Text extract:
·····

The fish on the yellowed paper has a wing-shaped pectoral fin and three pointed spines under the mouth. Trigla hirundo is written next to it in serif script. The dorsal and ventral fins are reproduced in the finest engraving and carefully colored, so that even after two centuries they still shimmer yellowish-orange. Someone has noted in pencil: "Knurrhahn, 60 centimeters".

This drawing is part of the "Allgemeine Naturgeschichte der Fische" (General Natural History of Fishes) by the physician and naturalist Marcus Elieser Bloch from the end of the 18th century – one of the many treasures in the Zoological Library of the Museum für Naturkunde Berlin. "In our cabinets are many such original works that are extremely valuable to science," says Franziska Schuster, flipping ahead to a spherical, golden fish with long spines on its dorsal fin, the Peter's fish, Zeus faber. "It's another beauty."

Abbildung des Trigla hirundo

Schuster is a Collection Transformation Manager at the Museum für Naturkunde Berlin and co-director of the "Transformation" project, which has the task of repositioning the museum's collection for the future, designing a concrete plan for how it can be preserved in a contemporary and secure way and made digitally accessible to everyone. Schuster's specialty is "flatware," as it's called in museum parlance, meaning more or less "two-dimensional" objects: historical collection catalogs, inventory books, expedition reports, diaries, letters, glass negatives, but also animal voice recordings. "We have formulated a desired state for the collection and are now creating the necessary infrastructure," says Schuster, with a mixture of practicality and enthusiasm that it takes to tackle big challenges like this. "For each type of object, we're looking for the most efficient method." For the beauties in Bloch's Natural History of Fish, that means digitizing them with a new high-end scanner without damaging the brittle pages.

You could call Franziska Schuster a treasure seeker, although she doesn't lift the treasures of the Museum für Naturkunde Berlin herself, but makes sure that others can dig through the depths of the collection as comfortably as possible. "You never have to look far to bring something great to light," she says. She herself is most excited by the inconspicuous things, a pretty seal on a letter, for example, or a handwritten note in the margin that speaks to her from another time. "I'm sure a researcher is looking for very different treasures."

·····

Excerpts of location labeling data
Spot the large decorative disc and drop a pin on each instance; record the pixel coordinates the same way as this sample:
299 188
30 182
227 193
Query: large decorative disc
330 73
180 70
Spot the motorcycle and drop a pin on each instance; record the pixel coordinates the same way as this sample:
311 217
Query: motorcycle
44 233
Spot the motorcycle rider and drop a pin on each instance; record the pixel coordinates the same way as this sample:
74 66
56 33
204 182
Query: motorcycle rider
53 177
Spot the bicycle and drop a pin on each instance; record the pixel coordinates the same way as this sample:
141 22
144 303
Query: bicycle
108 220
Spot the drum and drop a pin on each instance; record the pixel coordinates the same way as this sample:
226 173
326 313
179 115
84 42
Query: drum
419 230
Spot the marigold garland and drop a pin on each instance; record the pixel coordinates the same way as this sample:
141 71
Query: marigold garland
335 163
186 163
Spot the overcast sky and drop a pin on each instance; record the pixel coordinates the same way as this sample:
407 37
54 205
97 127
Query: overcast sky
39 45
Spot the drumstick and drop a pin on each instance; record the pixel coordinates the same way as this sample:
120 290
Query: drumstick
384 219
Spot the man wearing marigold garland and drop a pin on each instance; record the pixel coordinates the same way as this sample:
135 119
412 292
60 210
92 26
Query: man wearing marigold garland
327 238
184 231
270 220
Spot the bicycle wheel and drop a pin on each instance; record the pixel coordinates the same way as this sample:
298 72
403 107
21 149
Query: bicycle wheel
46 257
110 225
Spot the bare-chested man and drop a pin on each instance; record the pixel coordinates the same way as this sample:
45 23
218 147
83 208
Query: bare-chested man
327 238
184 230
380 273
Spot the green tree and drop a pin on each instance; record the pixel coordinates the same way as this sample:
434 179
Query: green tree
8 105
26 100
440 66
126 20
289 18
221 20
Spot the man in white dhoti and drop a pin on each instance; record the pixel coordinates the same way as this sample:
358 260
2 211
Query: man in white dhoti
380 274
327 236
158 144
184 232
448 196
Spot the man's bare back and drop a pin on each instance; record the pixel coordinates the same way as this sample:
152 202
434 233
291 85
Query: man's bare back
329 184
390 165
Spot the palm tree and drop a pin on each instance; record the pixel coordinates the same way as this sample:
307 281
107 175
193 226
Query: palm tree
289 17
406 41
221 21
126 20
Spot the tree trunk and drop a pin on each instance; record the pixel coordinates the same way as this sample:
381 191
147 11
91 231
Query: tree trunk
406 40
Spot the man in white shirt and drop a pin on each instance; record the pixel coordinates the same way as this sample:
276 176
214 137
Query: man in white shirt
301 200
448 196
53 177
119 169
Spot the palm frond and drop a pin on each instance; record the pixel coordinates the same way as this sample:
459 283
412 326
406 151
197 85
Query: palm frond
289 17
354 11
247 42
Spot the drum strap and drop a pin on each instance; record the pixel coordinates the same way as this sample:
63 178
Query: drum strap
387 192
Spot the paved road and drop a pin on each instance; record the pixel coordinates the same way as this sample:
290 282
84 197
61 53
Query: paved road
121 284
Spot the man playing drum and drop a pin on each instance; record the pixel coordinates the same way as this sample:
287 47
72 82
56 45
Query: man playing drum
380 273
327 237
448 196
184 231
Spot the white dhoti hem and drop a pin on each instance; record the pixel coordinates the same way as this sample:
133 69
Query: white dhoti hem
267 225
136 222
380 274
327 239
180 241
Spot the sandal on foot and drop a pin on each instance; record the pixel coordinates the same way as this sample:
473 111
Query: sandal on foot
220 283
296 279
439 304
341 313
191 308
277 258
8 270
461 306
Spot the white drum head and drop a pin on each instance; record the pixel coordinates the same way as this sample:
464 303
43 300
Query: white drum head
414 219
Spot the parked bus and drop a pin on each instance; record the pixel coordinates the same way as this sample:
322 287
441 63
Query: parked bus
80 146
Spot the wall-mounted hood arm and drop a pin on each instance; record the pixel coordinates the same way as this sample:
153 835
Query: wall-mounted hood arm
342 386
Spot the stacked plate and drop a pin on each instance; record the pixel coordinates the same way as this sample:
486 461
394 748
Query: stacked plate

·····

Set exercise: Resume the article about Franziska Schuster and the Museum für Naturkunde Berlin's collection, starting right after its last sentence.

Result:
For example, for the tissue sections of macaque embryos, red-stained specimens on glass plates, made for microscopy just over 100 years ago. The embryological collection alone contains 300,000 such microscopic specimens, and there are 600,000 in the museum as a whole, organic and inorganic, mounted on a wide variety of slides: small, large, thick, thin, sawn by hand, made of glass, cardboard, wood, aluminum, plastic – an almost inexhaustible pool for scientific dives. Schuster and her team are developing semi-automated methods to digitize this treasure as well. "The aim is to produce images of all the specimens that are as precise as if you were looking at them through a microscope," she says. This will allow scientists to answer their questions without having to put the historical slides under a microscope themselves.

Highend-Scanner für schonende Digitalisierung alter Werke

Schuster came to the Museum für Naturkunde Berlin in 2020. As a media scientist, she had previously worked with "flatware" film, digitizing old GDR animated films for the DEFA Foundation to make them accessible to as many people as possible. She delved into the technical tricks of scanning technology, film restoration and color correction to make the digital copy look as authentic as possible. "And yet, in the end, you always just have a representation of the original on a different medium," she says. "It's questions like these that make the subject of digitization so exciting for me."

At the Museum für Naturkunde Berlin, many things came together for her: The opportunity to help shape one of the most extensive digitization projects in German museums, and in an environment that sees this process as core to its future viability. "For me, it was really great to come to an institution where my ideas fall on fertile ground," says Schuster. Here, she is a technician, consultant and playmaker all at once.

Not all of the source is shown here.